**WHAT YOU HAVE TO DO:** Pull out each line of the material below that contains the string "skate", treating uppercase and lowercase letters as different.

**LISTED RECORDS:**
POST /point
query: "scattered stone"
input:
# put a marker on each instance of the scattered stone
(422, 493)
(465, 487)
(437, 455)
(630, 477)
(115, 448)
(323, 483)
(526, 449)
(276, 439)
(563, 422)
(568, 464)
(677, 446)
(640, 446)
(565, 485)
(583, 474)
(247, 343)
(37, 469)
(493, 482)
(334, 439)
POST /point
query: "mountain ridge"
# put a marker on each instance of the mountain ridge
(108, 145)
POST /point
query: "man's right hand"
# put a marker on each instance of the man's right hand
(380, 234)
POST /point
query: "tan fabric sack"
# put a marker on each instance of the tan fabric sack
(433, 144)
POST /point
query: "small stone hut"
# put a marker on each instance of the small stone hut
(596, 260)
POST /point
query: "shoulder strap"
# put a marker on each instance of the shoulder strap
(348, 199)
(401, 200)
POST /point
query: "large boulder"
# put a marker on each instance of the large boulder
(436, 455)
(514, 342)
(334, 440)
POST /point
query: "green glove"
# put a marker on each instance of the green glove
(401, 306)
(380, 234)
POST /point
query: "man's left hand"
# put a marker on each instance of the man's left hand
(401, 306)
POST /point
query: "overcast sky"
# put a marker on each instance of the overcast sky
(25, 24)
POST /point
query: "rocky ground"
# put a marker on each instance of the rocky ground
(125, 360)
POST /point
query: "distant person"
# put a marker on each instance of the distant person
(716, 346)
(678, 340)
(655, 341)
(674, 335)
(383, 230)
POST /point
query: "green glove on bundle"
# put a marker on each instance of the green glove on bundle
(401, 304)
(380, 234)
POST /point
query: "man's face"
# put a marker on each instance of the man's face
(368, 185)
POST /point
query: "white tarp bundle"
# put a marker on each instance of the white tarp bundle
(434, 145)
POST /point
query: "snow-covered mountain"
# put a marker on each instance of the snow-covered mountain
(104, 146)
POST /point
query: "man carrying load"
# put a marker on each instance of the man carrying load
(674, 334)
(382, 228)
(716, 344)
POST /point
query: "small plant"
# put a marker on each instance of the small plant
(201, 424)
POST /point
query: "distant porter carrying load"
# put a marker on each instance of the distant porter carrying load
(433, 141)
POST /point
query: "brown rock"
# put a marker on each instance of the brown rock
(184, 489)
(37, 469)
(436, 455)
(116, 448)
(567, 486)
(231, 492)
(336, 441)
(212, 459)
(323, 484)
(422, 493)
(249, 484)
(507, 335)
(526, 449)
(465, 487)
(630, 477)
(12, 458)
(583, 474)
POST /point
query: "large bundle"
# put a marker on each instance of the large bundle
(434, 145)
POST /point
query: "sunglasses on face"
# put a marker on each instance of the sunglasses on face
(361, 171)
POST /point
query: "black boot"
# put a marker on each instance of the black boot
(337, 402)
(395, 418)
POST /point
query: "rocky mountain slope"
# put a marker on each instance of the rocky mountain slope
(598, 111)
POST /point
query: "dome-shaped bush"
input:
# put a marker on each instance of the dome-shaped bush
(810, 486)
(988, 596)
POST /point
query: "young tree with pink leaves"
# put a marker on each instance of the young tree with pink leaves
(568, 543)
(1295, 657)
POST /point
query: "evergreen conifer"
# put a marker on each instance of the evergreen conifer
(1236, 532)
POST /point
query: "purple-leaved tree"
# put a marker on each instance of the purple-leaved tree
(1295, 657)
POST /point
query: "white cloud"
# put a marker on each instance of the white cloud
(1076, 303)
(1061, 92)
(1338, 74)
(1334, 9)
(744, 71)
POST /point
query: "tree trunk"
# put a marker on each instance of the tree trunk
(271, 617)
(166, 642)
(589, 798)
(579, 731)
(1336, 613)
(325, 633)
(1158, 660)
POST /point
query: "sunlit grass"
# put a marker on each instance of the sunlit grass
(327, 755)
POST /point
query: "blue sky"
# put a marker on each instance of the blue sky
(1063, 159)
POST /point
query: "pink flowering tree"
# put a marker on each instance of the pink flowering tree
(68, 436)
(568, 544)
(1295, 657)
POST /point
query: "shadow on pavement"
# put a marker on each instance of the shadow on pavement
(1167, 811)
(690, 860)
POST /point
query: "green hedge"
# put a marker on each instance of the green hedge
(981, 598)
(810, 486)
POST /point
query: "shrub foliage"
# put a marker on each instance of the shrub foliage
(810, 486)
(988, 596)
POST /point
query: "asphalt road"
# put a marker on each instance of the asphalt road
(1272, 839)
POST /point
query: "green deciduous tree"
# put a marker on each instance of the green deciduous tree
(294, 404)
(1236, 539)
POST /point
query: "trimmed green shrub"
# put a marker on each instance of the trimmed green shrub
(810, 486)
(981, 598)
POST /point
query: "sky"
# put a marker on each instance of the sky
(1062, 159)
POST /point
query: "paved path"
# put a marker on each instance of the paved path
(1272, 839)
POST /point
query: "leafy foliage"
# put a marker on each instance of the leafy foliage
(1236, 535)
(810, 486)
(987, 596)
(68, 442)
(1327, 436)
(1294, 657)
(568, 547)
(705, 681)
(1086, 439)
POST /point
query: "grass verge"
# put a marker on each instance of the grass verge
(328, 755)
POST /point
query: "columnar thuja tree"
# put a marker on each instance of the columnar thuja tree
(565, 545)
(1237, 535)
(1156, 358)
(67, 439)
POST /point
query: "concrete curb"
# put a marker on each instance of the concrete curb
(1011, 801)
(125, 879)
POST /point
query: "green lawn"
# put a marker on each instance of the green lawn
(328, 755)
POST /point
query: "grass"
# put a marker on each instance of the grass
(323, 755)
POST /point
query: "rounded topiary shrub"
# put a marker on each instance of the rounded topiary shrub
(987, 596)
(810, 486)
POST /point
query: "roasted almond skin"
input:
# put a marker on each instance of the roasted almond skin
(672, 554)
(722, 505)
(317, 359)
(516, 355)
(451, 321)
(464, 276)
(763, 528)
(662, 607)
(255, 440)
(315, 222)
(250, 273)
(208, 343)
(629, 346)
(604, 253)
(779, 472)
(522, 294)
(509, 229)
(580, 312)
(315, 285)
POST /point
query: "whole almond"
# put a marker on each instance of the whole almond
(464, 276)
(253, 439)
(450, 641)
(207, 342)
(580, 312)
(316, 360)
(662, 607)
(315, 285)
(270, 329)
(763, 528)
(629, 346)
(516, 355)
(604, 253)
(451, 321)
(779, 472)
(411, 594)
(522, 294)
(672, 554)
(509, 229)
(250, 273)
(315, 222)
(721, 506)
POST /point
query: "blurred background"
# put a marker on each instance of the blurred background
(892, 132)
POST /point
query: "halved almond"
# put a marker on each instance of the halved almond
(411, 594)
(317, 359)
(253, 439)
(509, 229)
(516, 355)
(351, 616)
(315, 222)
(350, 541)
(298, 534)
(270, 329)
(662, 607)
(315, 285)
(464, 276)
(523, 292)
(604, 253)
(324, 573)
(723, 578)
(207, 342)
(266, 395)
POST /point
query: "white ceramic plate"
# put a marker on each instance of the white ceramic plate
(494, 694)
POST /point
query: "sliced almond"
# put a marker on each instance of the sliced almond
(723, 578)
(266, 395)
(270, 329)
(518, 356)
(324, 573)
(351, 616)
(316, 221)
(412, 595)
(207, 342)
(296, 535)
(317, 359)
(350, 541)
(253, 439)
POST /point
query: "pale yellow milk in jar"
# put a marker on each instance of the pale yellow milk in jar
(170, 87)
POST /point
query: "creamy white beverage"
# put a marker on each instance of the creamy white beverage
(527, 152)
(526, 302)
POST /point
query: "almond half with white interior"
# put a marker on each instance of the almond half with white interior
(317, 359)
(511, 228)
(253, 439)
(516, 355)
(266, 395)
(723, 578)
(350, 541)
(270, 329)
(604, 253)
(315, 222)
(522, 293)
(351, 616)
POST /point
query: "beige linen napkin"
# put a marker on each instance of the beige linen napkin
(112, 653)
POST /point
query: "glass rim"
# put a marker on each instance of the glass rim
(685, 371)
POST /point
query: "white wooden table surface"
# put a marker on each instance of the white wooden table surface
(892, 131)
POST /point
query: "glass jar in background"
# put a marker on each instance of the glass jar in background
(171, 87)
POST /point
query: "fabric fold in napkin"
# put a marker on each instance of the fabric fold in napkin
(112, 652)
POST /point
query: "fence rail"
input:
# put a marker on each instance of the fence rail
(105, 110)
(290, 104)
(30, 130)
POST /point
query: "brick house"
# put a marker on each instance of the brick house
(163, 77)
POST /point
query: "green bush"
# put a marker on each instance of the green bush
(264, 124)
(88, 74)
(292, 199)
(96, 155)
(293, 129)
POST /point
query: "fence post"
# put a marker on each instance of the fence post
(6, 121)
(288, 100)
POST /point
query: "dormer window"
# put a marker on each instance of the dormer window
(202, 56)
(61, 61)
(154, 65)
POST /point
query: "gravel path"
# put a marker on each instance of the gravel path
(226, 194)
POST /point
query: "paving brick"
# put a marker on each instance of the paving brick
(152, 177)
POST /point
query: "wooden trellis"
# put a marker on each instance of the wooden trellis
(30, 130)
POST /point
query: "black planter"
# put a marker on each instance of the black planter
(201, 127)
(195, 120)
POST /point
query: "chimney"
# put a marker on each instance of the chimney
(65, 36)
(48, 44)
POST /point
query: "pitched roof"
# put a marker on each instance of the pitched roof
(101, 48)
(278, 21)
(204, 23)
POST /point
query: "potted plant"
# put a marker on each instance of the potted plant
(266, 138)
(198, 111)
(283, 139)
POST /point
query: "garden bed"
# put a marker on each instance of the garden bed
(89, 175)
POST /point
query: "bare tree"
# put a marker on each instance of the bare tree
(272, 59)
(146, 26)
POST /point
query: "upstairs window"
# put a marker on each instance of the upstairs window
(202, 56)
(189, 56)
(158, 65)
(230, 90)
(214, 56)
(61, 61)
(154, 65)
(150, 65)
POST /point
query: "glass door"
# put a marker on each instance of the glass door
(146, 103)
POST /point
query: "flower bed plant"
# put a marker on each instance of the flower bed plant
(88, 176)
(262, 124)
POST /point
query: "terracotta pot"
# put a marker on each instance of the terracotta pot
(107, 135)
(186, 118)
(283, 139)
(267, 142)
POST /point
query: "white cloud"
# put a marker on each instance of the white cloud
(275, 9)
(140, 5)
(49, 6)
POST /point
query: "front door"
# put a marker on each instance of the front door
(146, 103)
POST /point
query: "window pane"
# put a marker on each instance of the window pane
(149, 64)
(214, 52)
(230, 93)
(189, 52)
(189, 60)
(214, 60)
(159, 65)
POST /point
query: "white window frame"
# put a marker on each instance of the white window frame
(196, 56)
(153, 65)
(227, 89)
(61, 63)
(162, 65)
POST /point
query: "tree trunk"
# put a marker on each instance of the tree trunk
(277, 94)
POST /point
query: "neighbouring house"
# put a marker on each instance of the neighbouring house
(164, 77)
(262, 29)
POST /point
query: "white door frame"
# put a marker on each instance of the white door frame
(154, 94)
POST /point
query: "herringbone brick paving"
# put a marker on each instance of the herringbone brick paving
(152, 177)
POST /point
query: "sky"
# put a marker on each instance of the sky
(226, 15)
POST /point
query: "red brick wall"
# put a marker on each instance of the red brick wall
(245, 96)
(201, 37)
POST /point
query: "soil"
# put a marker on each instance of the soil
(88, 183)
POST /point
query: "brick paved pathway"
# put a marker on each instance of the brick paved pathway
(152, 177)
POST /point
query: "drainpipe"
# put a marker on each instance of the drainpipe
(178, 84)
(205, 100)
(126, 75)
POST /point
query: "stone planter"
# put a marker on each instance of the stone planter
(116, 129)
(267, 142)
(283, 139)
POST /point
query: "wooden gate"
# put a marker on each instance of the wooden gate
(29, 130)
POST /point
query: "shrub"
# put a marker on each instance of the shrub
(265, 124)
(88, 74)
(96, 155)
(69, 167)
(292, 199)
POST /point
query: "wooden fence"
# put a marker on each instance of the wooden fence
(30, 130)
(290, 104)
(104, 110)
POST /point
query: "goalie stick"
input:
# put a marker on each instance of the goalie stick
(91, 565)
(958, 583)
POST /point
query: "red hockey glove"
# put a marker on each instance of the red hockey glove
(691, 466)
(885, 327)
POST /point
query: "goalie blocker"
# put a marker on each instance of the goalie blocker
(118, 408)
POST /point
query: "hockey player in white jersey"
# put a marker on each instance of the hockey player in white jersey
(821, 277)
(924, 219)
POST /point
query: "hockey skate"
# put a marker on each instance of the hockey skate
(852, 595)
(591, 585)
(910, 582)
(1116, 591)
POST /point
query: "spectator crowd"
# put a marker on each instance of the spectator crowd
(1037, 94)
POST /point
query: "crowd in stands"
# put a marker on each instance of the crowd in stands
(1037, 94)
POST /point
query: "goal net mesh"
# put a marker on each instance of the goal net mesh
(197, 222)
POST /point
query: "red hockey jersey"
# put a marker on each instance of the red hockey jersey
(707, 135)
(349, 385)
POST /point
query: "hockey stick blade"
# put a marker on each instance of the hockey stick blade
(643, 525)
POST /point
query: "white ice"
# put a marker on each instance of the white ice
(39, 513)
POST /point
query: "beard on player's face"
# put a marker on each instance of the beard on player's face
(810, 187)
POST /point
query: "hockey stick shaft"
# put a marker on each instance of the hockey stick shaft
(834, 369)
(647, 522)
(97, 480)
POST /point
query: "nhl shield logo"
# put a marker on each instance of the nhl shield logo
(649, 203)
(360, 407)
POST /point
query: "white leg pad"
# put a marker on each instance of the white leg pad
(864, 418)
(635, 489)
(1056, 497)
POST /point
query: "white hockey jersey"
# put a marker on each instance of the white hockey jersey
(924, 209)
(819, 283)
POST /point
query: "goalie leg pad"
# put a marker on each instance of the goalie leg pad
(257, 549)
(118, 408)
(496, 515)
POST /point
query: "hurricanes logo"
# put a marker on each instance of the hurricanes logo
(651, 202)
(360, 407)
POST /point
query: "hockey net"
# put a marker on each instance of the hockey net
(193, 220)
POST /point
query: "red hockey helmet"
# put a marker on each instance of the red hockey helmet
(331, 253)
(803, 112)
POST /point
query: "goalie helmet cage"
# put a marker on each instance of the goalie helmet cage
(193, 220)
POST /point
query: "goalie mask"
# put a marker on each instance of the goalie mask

**PROBLEM SOLUTION:**
query: "hockey skate"
# put a marker on each instance of the hockey skate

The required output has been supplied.